WHAT IS NEEDED
Filter the listing below and copy out every line that contains the string "grass".

— Begin PROVIDED DATA —

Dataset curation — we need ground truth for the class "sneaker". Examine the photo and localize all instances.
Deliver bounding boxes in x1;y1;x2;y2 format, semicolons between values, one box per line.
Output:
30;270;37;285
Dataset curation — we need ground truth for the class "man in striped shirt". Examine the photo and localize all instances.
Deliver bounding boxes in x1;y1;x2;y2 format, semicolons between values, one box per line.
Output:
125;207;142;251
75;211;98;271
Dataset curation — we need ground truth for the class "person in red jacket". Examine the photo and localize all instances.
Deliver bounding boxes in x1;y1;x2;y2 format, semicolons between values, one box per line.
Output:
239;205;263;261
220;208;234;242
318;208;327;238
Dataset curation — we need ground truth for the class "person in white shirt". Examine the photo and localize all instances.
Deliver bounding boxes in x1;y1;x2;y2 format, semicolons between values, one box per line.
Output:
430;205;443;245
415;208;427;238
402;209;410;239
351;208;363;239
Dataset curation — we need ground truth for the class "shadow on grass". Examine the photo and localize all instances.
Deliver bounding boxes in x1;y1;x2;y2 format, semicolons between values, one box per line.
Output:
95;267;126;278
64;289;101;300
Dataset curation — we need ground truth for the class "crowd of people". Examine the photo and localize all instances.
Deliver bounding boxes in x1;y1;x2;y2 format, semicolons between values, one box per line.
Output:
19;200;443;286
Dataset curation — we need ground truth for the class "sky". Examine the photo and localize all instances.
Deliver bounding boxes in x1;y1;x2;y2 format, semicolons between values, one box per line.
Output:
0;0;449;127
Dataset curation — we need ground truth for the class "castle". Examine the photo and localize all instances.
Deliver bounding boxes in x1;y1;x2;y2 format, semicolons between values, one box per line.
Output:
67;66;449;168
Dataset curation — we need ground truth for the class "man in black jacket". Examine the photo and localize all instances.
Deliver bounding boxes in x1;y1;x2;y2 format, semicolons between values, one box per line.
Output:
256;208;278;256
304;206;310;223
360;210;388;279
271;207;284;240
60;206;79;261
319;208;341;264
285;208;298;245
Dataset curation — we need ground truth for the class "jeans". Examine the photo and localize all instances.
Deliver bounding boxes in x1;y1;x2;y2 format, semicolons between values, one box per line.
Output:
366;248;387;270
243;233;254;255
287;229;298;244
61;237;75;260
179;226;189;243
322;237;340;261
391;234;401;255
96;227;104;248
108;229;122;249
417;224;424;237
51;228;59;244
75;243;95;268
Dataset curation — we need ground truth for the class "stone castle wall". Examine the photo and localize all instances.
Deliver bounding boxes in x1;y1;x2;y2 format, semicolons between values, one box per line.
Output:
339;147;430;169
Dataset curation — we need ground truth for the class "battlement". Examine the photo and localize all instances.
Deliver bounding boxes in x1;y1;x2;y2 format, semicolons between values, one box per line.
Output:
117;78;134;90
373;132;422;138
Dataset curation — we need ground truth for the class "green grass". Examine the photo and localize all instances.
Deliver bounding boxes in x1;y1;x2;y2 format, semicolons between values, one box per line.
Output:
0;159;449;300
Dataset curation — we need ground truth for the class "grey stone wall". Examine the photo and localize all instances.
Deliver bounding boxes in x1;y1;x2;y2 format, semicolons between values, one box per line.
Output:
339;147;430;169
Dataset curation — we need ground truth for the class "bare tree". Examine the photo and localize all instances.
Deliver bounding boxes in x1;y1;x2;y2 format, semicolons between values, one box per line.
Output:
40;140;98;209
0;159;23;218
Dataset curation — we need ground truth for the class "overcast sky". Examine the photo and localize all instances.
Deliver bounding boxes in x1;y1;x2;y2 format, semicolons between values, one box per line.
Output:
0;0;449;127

— End PROVIDED DATA —

RIGHT ANSWER
Dataset curation — we need ground truth for the class "shadow on grass". Examine the photo and localize all instances.
Dataset curation — we need ground truth for the class "green grass". Examine the photo and localize all instances.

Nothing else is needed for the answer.